◆ **EXERCISE INSTRUCTIONS**
Continue the excerpt on USMLE Step 1 and residency selection from the point where it stops.

(SELECTED EXTRACT begins)

But we all also have personal incentives to act against these pure motives, and the current system is the perverse outcome of each group acting only in their own self-interest.

Students want to get into the “most prestigious” residency program – even if it means they’ll be ill-prepared when they get there.

Schools want to see their students match, even if it means fudging a little on the Dean’s Letter and shying away from meaningful student assessment.

Program directors just want to survive the deluge of applications and come out with a decent class.

To make the system better, we all have to give up a little bit of those self-interested goals.

So how do you propose that we fix this?

First, we need to stop allowing our students to be plundered and our program directors pushed to the breaking point by Application Fever.

Toward that end, I say we need application caps.

But for caps to work, program directors have to provide standardized, high-quality information on their program’s competitiveness – even if it hurts to do so. It’s the only way candidates will know where they should apply.

Second, we need to refocus medical education on the skills that matter.

Medical schools need to teach the skills that will help their future patients – and commit to standardized, meaningful assessments of student skills. UME and GME need to learn to trust each other again.

And how are you going to accomplish that?

By making Step 1 pass/fail.

Huh? That doesn’t accomplish anything that you suggested.

Yeah, that’s a favorite argument of the InCUS authors, too.

They repeatedly note that Step 1 is not the cause of everything that’s wrong with medical education, and changing the score reporting policy doesn’t fix everything, either. And that argument, as far as it goes, is correct.

But it’s still not an excuse for inaction. USMLE Step 1 is the critical pillar for the half-rotten edifice that we’ve collectively constructed. Take it away, and the whole thing comes tumbling down – and we can build again.

But what about programs or specialties that still want a standardized test?

Then build a test that specifically measures or predicts something that truly matters to you in your program or specialty.

A good reason for using a test in residency selection is that the results are meaningful and improve the selection process. I have no objection to that.

A bad reason for using a test in residency selection is because you just need a number for screening purposes. If the problem is excess applications, advocate for application reform – not the use of convenience metrics.

(SELECTED EXTRACT ends)
(RECORDS PROVIDED begins)

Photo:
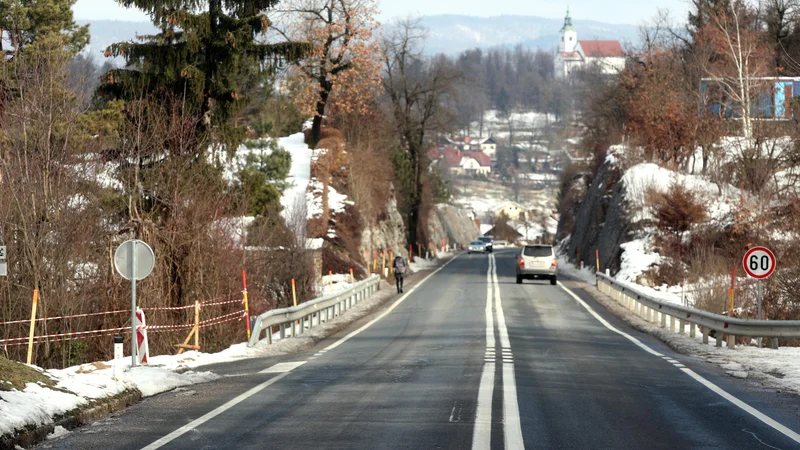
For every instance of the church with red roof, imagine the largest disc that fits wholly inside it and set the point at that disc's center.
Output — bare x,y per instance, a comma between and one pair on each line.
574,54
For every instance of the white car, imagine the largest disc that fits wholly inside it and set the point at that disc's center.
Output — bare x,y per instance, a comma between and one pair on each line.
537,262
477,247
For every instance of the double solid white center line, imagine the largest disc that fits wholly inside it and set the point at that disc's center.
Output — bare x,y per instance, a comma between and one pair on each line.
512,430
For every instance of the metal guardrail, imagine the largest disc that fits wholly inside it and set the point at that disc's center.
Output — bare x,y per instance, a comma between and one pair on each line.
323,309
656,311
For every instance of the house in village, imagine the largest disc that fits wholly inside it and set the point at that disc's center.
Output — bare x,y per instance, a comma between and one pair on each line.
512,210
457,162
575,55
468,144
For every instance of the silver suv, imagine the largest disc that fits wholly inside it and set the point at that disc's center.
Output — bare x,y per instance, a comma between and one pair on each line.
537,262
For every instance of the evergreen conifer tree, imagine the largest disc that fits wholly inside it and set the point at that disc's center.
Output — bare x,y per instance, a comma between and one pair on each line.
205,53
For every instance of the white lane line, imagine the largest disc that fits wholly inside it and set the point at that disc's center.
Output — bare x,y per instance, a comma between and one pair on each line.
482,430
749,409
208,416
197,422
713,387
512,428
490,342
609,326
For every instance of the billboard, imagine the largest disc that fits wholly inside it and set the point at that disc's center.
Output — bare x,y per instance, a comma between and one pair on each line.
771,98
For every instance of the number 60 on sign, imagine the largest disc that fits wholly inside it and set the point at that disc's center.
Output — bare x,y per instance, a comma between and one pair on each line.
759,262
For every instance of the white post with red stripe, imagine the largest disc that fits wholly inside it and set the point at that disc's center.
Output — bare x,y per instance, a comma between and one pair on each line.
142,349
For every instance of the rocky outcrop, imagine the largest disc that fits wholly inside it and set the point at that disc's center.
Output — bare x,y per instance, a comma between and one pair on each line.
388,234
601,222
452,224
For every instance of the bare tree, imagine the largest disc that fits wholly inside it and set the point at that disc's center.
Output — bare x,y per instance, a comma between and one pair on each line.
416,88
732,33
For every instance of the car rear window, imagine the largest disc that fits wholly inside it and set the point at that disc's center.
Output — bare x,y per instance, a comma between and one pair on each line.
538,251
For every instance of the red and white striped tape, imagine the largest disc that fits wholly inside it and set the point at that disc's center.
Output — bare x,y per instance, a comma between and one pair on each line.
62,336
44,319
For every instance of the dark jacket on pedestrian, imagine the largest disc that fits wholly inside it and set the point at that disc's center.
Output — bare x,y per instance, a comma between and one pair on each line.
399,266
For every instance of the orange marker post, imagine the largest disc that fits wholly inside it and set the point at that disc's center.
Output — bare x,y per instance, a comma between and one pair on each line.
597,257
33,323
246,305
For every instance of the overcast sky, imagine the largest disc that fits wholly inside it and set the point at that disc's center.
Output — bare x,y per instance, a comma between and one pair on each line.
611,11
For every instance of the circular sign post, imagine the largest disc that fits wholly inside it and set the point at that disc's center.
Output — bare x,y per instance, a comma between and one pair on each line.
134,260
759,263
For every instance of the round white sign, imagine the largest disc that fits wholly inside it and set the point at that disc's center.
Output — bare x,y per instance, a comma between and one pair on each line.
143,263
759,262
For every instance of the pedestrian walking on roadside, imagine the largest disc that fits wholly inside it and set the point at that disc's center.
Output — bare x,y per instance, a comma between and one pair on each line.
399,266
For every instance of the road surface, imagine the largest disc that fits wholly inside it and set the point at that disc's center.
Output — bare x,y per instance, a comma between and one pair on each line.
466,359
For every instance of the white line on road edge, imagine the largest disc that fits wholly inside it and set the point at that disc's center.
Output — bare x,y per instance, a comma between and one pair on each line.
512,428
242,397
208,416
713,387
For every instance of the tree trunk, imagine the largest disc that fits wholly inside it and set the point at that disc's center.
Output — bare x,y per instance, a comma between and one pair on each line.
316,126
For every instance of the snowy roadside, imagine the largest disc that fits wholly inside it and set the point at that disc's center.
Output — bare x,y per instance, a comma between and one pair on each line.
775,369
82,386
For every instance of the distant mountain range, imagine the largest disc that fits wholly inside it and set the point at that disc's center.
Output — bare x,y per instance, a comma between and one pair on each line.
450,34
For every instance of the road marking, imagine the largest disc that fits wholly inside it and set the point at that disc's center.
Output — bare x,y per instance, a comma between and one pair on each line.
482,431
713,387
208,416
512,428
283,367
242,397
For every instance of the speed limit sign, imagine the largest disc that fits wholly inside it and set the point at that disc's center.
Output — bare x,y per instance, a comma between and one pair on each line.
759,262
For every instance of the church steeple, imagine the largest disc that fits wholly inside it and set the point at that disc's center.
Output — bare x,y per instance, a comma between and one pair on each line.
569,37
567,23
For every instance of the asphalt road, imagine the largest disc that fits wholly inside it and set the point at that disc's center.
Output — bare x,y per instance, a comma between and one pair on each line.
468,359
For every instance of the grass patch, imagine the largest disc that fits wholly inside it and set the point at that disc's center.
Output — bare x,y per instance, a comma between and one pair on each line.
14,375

(RECORDS PROVIDED ends)

◆ **RESPONSE BOX**
And retrofitting a one-size-fits-all test of basic science to predict every competency in every specialty just because your program receives more applications than you want to review? Well, that’s taking a bad reason to use test scores and then Super-Sizing it.

Why don’t you make your changes first, then we’ll make Step 1 pass/fail? How about that?

Because as long as we have a Step 1 score (or an ERAS Score) to use a crutch, we’ll all just keep limping along instead of working on real solutions. As the report notes, “Nothing happens unless someone takes the first step.”

Only if we all commit to making a serious change (like pass/fail grading or application caps) can we compel all of the parties to look beyond their immediate self-interest and make a system that ultimately works better.

But why should the first step be to make Step 1 pass/fail?

You know, there were some things in the report that I really liked.

My favorite was on page 9. One InCUS invitee recommended that the USMLE decision makers should “Always do what is best for patients.”

Right now, we are not doing that. Medical students are not being taught the way they should be. About that, there can be no argument. We should focus our time and resources on endowing our future physicians with skills that will actually help their future patients – not burden them with an all-consuming science trivia competition just so we don’t have to confront the problem of application inflation..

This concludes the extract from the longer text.